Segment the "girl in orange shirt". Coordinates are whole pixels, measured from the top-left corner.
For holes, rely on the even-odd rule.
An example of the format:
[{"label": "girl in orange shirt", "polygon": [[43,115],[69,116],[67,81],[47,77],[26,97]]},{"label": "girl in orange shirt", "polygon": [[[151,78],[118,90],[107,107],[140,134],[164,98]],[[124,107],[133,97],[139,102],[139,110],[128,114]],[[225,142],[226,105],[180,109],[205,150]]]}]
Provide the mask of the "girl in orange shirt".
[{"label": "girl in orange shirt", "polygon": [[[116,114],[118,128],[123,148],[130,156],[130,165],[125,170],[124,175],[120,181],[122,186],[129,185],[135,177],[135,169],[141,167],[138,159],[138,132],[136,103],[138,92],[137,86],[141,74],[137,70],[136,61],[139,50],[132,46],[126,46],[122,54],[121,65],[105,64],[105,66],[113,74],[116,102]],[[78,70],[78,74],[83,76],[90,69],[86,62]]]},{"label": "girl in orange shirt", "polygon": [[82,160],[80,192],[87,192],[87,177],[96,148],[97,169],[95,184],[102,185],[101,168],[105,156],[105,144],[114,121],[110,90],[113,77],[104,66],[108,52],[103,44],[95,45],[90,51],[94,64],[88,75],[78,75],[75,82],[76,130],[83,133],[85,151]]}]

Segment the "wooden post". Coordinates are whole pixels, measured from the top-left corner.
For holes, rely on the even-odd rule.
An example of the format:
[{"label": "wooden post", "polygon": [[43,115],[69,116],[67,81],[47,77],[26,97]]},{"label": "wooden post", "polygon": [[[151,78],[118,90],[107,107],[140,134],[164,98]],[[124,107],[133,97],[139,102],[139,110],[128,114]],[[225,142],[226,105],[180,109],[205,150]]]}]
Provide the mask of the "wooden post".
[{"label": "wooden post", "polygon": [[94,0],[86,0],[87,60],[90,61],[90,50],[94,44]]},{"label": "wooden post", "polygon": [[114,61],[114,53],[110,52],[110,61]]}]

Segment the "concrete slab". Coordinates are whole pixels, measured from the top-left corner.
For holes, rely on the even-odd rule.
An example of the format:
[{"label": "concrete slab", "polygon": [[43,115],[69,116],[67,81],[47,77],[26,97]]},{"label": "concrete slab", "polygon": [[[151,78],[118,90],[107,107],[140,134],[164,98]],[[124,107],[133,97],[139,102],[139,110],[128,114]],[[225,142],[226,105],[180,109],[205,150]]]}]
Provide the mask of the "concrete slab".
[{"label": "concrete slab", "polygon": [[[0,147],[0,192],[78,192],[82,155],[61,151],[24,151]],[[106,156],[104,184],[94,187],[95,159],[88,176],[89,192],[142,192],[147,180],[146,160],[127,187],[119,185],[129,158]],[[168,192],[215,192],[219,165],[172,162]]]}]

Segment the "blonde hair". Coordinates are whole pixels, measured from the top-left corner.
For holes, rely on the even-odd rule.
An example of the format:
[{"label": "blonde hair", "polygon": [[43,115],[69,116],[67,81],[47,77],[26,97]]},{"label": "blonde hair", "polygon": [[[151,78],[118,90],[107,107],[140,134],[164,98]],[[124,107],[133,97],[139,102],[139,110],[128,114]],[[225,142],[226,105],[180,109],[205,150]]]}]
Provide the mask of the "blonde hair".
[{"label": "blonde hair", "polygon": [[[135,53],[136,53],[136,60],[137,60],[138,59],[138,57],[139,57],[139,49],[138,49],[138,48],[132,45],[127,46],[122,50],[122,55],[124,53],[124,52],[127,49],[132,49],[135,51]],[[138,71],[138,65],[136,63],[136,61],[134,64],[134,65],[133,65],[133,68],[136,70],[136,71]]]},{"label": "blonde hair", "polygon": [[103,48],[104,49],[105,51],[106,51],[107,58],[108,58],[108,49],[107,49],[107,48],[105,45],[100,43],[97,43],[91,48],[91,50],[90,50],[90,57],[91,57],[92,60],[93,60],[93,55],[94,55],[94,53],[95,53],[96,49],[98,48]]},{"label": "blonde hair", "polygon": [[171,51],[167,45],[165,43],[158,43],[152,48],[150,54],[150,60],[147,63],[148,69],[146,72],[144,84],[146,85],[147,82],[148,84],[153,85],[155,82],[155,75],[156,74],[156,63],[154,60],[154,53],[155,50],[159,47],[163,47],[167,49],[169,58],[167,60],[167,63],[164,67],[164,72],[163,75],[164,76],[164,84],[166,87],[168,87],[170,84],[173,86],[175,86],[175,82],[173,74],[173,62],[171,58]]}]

_ _ _ _ _ _ _

■ Directions:
Extract every line of the entries above that contains the string "from", and list those lines in their original order.

■ Task result:
Segment the "girl in orange shirt". Coordinates are whole pixels, measured from the top-left corner.
Segment the "wooden post". Coordinates are whole pixels, measured from the top-left corner.
Segment the "concrete slab". Coordinates are whole pixels, measured from the top-left corner.
Segment the "blonde hair". Coordinates are whole pixels, measured from the top-left corner.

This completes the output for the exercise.